2016-04-11 Thread Tomas Chvatal
Orion Poplawski píše v Po 11. 04. 2016 v 09:11 -0600:
> On 04/11/2016 07:46 AM, Zbigniew Jędrzejewski-Szmek wrote:
> > 
> > Hi,
> > 
> > On Fri, Apr 01, 2016 at 01:45:15PM +0200, Tomas Chvatal wrote:
> > > 
> > > Atm most of the macros are stored together with the packages they
> > > are
> > > used for (kde macros in kde, systemd in systemd, python in
> > > python, etc
> > > etc).
> > ...and that sounds just right. Macros should evolve along with
> > their
> > projects. Moving them to rpm or some central repository just
> > needlessly ties their lifecycle to something external and makes it
> > harder for people who are specialists in a given area to evolve the
> > macros.
> > 
> > And moving things out of their upstream projects moves things away
> > from your stated goal: after all the distributions share the same
> > upstreams,
> > so if the projects' macros are used, they are identical in all
> > distributions.
> > At least for systemd keeping the macros upstream and simply
> > including
> > them in systemd.rpm works nicely. This model might not work for
> > some
> > upstream projects like Python because of their long release cycle.

▶ STATED EXERCISE 1: Copy the rows word for word, starting with the line that contains "face mask on" and going on through the last line of the rows.

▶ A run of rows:
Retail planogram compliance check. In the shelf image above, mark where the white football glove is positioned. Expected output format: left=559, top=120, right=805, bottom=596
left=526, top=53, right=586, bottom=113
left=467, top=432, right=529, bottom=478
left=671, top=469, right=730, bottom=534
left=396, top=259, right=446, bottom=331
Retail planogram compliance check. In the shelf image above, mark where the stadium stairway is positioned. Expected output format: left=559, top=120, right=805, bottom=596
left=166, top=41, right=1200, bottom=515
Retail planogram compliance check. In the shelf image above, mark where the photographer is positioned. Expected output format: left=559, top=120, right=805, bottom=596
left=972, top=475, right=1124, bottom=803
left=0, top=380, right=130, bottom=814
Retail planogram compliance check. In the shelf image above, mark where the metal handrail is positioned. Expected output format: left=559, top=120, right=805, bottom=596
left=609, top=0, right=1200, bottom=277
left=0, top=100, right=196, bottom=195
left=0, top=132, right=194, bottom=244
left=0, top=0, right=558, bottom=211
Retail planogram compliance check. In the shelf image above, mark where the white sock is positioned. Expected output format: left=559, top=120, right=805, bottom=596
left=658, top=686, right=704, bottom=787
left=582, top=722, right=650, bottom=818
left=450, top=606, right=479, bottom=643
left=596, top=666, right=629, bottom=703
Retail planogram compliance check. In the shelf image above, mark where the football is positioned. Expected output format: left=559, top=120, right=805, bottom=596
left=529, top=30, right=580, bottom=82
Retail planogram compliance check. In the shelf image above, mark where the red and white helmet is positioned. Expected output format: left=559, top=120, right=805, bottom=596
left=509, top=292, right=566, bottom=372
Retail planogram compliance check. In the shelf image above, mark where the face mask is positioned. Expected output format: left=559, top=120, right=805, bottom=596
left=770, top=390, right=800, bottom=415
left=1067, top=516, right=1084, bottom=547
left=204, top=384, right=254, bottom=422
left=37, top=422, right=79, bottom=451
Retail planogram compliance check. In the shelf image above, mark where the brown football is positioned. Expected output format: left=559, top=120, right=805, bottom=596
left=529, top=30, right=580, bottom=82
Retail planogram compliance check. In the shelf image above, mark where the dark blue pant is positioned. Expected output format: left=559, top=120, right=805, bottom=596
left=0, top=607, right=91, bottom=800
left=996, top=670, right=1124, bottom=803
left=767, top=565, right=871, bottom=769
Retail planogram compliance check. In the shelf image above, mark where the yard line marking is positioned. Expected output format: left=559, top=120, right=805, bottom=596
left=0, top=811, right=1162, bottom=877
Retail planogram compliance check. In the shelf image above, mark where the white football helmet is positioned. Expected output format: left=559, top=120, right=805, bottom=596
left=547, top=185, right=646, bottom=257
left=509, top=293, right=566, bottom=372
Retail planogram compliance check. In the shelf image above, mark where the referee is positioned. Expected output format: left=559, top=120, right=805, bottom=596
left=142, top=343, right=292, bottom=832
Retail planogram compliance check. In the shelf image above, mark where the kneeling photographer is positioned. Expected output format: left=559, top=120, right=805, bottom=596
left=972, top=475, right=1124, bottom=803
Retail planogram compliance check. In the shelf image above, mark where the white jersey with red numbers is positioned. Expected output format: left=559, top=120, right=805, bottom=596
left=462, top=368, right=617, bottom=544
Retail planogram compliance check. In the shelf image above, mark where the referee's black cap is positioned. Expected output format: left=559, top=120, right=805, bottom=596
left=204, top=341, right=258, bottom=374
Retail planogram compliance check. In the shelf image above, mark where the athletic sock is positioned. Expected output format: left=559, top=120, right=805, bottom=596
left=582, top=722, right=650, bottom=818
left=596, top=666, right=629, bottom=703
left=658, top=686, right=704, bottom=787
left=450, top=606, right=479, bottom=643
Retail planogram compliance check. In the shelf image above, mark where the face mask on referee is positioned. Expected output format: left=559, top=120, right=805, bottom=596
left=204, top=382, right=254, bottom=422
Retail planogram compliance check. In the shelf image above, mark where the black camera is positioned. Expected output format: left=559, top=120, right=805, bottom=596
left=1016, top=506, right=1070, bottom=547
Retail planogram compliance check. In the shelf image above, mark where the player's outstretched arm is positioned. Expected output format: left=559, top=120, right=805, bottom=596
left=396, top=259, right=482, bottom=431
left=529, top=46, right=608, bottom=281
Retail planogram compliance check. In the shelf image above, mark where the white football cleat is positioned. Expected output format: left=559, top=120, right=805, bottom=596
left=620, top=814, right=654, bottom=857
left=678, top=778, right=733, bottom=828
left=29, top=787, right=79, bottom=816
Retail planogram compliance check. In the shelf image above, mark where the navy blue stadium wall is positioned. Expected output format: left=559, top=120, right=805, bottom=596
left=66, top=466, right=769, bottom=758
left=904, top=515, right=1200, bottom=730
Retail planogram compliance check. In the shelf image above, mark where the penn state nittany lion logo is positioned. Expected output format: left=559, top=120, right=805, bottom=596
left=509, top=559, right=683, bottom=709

▶ STATED EXERCISE 2:
Check each statement against the mailing-list message. Answer yes or no, and quote the words from the message that settle it.
(a) The writer says that, for systemd, keeping the macros upstream and including them in systemd.rpm works well.
(b) The writer recommends moving the macros into rpm.
(c) The writer says this approach may not suit Python because of its long release cycle.

▶ PROBLEM SOLUTION 1:
Retail planogram compliance check. In the shelf image above, mark where the face mask on referee is positioned. Expected output format: left=559, top=120, right=805, bottom=596
left=204, top=382, right=254, bottom=422
Retail planogram compliance check. In the shelf image above, mark where the black camera is positioned. Expected output format: left=559, top=120, right=805, bottom=596
left=1016, top=506, right=1070, bottom=547
Retail planogram compliance check. In the shelf image above, mark where the player's outstretched arm is positioned. Expected output format: left=559, top=120, right=805, bottom=596
left=396, top=259, right=482, bottom=431
left=529, top=46, right=608, bottom=281
Retail planogram compliance check. In the shelf image above, mark where the white football cleat is positioned. Expected output format: left=559, top=120, right=805, bottom=596
left=620, top=814, right=654, bottom=857
left=678, top=778, right=733, bottom=828
left=29, top=787, right=79, bottom=816
Retail planogram compliance check. In the shelf image above, mark where the navy blue stadium wall is positioned. Expected output format: left=559, top=120, right=805, bottom=596
left=66, top=466, right=769, bottom=758
left=904, top=515, right=1200, bottom=730
Retail planogram compliance check. In the shelf image above, mark where the penn state nittany lion logo is positioned. Expected output format: left=559, top=120, right=805, bottom=596
left=509, top=559, right=683, bottom=709

▶ PROBLEM SOLUTION 2:
(a) Yes: "them in systemd.rpm works nicely"
(b) No: "needlessly ties their lifecycle to something external"
(c) Yes: "upstream projects like Python because of their long release cycle"